## What needs to be done
Retype the records in full, keeping each character as it is.

[Referring expression pointing data]
= Beginning of Section =
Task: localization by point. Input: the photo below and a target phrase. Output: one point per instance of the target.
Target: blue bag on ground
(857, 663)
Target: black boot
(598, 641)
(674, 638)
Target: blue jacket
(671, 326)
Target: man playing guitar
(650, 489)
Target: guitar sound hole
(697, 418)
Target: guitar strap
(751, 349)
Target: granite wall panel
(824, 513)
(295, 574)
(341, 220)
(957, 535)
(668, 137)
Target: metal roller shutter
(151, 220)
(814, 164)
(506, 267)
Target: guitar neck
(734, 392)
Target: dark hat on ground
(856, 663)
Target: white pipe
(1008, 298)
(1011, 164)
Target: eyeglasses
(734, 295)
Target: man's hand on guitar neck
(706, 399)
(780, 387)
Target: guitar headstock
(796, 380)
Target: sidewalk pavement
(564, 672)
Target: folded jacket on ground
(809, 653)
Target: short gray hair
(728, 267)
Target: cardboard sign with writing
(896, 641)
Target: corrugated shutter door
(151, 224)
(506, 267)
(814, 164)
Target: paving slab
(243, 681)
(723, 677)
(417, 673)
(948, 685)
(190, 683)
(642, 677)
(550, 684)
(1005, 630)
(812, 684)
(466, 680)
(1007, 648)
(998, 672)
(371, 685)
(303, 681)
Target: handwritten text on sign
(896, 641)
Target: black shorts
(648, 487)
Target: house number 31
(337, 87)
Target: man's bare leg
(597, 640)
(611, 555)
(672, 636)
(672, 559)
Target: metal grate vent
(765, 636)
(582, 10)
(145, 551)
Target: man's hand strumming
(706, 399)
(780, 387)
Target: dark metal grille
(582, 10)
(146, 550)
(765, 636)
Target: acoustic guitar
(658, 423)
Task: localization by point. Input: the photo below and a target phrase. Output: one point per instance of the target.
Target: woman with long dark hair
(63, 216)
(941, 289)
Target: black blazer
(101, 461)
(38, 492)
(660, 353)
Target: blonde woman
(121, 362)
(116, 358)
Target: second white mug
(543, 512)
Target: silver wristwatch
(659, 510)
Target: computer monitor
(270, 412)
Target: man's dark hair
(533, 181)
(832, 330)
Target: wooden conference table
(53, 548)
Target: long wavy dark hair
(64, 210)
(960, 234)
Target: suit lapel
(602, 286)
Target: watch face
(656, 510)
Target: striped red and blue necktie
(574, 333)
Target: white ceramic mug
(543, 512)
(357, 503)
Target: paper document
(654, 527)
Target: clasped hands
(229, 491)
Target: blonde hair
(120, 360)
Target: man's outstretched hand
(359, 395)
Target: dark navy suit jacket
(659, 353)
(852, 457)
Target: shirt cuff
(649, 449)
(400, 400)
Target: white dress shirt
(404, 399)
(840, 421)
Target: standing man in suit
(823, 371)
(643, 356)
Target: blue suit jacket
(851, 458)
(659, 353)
= End of Section =
## Answer to the problem
Task: localization by point. Input: the photo below and a target phrase. Output: one point per instance of the target.
Target: blue bag on ground
(857, 663)
Target: black boot
(598, 641)
(674, 638)
Target: blue jacket
(671, 326)
Target: man playing guitar
(650, 489)
Target: guitar sound hole
(697, 418)
Target: guitar strap
(751, 349)
Target: granite wall panel
(824, 513)
(295, 574)
(341, 220)
(957, 535)
(668, 137)
Target: metal roller shutter
(151, 220)
(814, 164)
(506, 267)
Target: guitar neck
(734, 392)
Target: dark hat on ground
(856, 663)
Target: white pipe
(1008, 298)
(1011, 164)
Target: eyeglasses
(734, 295)
Target: man's hand on guitar neck
(706, 399)
(780, 387)
Target: guitar headstock
(796, 380)
Target: sidewalk pavement
(564, 672)
Target: folded jacket on ground
(809, 653)
Target: short gray hair
(728, 267)
Target: cardboard sign with writing
(896, 641)
Target: corrugated shutter door
(151, 224)
(506, 267)
(814, 164)
Target: paving slab
(243, 681)
(723, 677)
(417, 673)
(948, 685)
(190, 683)
(642, 677)
(550, 684)
(1005, 630)
(812, 684)
(466, 680)
(1007, 648)
(998, 672)
(371, 685)
(303, 681)
Target: handwritten text on sign
(896, 641)
Target: black shorts
(648, 487)
Target: house number 31
(337, 87)
Target: man's bare leg
(597, 640)
(611, 555)
(672, 636)
(672, 559)
Target: metal grate vent
(765, 636)
(582, 10)
(145, 551)
Target: man's hand strumming
(706, 399)
(780, 387)
Target: dark metal grille
(582, 10)
(146, 550)
(765, 636)
Target: acoustic guitar
(658, 423)
Task: localization by point. Input: the photo below and a target phrase. Output: one point per instance of the target.
Target: woman with long dark hair
(63, 216)
(941, 289)
Target: black blazer
(101, 461)
(38, 492)
(660, 353)
Target: blonde woman
(121, 362)
(116, 358)
Target: second white mug
(543, 512)
Target: silver wristwatch
(659, 510)
Target: computer monitor
(270, 412)
Target: man's dark hair
(533, 181)
(832, 330)
Target: wooden conference table
(53, 548)
Target: long wavy dark hair
(64, 210)
(960, 234)
Target: suit lapel
(602, 286)
Target: watch face
(656, 510)
Target: striped red and blue necktie
(574, 333)
Target: white ceramic mug
(543, 512)
(357, 503)
Target: paper document
(654, 527)
Target: clasped hands
(229, 491)
Target: blonde hair
(120, 360)
Target: man's outstretched hand
(359, 395)
Target: dark navy suit jacket
(659, 353)
(852, 457)
Target: shirt cuff
(649, 449)
(400, 400)
Target: white dress shirt
(404, 399)
(840, 421)
Target: standing man in suit
(823, 371)
(643, 356)
Target: blue suit jacket
(851, 458)
(659, 353)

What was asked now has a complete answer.